EXTRACT →
━━━━━━━━━━━━━━━━━━━━

8. The leading case in that regard is NSW Associated Blue-Metal Quarries v Federal Commissioner of Taxation (1955-56) 94 CLR 509 where the High Court held that the extraction of bluestone for road-making was not mining operations on a mining property within the meaning of an Income Tax provision.
9. Menzies J applied Blue-Metal Quarries in North Australia Cement Ltd v Commissioner of Taxation (1969) 119 CLR 353 where he held that the extraction of limestone for use in making cement was not mining operations on a mining property for Income Tax purposes. Menzies J at 362-363 proposed the following test, adopted from the reasoning in Blue-Metal Quarries:
“Whether an open cut extraction of material is mining or not is something to be determined by an informed general usage which takes into account both the way
in which the deposits of the material occur, the character of the material to be recovered and the use to which it may reasonably be put”
10. That informed general usage test has been applied in numerous subsequent cases, under both the Income Tax Assessment Act and the Customs Act 1901 (Customs Act).
11. The diesel fuel rebate (DFR) scheme commenced in 1982 with the Diesel Fuel Taxes Legislation Amendment Act 1982. That Act inserted a new s. 164 of the Customs Act 1901, and s. 78A of the Excise Act 1901. Each section provided for a rebate of duty to be paid for fuel purchased for use in, inter alia, “mining operations’.

━━━━━━━━━━━━━━━━━━━━

ENTRIES SHOWN →
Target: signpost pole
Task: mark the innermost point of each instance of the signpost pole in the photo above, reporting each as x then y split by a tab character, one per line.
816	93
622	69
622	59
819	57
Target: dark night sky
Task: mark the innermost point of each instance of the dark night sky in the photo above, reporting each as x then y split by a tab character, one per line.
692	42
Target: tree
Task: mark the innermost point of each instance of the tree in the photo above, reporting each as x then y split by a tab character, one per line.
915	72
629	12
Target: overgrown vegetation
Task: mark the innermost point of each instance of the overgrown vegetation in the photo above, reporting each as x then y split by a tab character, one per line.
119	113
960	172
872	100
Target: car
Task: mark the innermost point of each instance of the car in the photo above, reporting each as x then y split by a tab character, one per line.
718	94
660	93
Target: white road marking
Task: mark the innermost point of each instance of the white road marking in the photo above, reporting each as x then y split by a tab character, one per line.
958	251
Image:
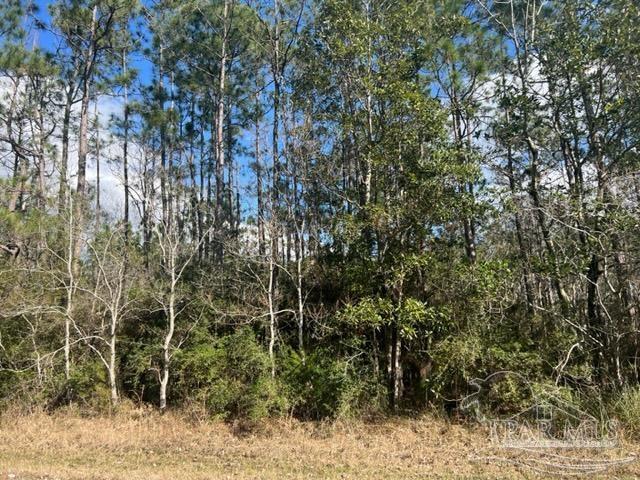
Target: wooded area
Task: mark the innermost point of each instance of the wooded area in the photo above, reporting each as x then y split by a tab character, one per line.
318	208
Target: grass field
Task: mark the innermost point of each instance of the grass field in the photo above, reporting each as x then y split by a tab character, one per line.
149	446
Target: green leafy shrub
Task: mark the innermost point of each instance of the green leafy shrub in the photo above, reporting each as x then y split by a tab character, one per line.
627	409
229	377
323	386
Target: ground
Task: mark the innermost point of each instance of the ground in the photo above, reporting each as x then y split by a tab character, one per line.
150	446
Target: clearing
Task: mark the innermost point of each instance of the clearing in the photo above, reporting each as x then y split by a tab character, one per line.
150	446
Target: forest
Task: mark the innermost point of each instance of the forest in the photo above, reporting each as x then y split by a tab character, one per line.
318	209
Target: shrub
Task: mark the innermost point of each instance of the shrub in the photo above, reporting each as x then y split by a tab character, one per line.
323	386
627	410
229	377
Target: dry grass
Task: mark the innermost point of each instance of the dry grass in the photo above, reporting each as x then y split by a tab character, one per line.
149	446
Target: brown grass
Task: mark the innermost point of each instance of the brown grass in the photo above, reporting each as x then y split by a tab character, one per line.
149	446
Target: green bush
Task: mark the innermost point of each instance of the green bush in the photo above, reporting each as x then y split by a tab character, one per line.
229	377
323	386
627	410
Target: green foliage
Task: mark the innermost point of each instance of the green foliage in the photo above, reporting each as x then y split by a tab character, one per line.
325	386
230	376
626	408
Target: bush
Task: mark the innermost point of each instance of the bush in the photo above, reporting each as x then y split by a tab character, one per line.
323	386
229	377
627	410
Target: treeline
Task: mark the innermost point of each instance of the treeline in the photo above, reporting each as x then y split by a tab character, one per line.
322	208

━━━━━━━━━━━━━━━━━━━━

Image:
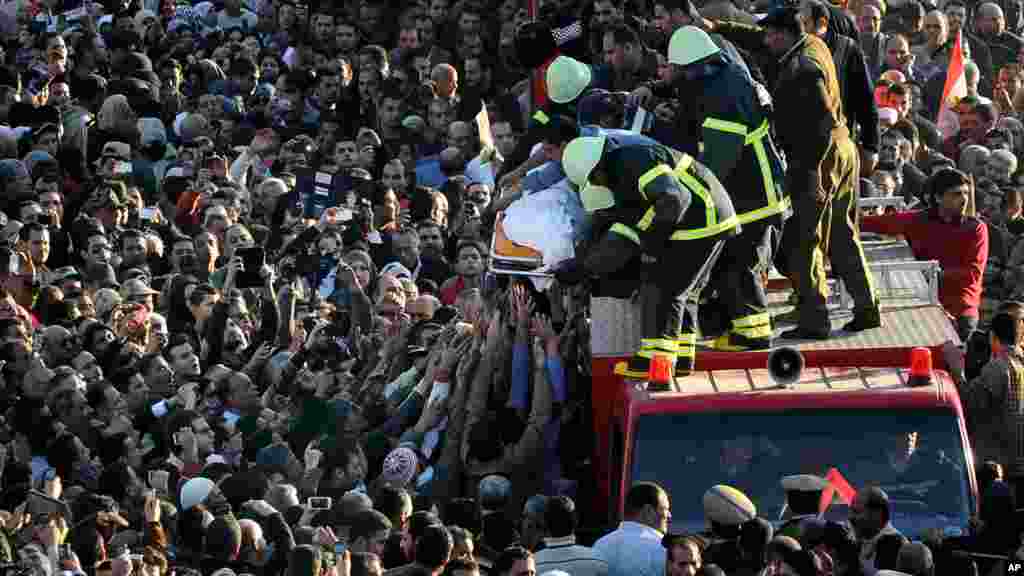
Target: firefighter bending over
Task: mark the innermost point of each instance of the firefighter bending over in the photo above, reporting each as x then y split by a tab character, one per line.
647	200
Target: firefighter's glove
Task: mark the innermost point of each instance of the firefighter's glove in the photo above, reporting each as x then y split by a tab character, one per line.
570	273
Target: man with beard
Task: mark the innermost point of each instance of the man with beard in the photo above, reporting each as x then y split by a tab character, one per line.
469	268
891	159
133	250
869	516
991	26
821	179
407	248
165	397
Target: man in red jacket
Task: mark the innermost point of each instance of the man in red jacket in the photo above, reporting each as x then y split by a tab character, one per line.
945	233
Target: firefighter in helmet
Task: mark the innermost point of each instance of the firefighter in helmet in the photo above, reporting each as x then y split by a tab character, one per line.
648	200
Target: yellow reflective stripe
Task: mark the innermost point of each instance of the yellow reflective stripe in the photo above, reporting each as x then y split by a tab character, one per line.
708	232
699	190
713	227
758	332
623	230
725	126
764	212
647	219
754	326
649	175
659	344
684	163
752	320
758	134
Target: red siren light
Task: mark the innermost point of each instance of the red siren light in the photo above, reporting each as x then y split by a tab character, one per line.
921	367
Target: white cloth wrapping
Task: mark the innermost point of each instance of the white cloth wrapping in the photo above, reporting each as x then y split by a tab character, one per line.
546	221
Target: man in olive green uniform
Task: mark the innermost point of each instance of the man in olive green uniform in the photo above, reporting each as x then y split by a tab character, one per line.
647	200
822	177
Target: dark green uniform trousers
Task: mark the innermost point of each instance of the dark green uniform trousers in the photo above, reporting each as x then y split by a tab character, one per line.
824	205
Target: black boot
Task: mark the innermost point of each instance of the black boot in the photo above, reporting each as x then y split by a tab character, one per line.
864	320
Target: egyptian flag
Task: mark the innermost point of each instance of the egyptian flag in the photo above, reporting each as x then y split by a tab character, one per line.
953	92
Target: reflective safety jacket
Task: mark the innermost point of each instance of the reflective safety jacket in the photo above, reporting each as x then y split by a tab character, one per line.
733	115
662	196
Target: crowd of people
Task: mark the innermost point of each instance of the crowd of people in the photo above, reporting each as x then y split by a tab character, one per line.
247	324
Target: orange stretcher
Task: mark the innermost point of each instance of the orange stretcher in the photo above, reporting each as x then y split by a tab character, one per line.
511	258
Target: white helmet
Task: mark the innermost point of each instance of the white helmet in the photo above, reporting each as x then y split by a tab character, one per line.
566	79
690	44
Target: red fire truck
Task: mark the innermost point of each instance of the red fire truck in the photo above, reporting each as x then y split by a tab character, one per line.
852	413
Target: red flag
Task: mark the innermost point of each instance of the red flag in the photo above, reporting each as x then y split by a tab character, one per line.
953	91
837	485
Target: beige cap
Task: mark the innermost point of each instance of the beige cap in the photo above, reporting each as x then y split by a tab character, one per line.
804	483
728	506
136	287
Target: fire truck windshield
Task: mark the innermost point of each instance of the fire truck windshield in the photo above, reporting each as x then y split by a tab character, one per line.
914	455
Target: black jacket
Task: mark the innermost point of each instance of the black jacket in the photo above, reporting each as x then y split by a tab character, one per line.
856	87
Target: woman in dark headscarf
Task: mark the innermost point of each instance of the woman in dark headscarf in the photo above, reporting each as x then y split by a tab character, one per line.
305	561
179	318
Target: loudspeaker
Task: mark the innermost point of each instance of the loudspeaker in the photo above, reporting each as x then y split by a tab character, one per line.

━━━━━━━━━━━━━━━━━━━━

TASKS TO PERFORM →
1. According to the extract on mining operations, in what year did the diesel fuel rebate scheme commence?
2. Please count the lines of the records that contain the string "road", treating uppercase and lowercase as different, and give only the number.

ANSWERS FOR THE EXERCISE →
1. 1982

2. 2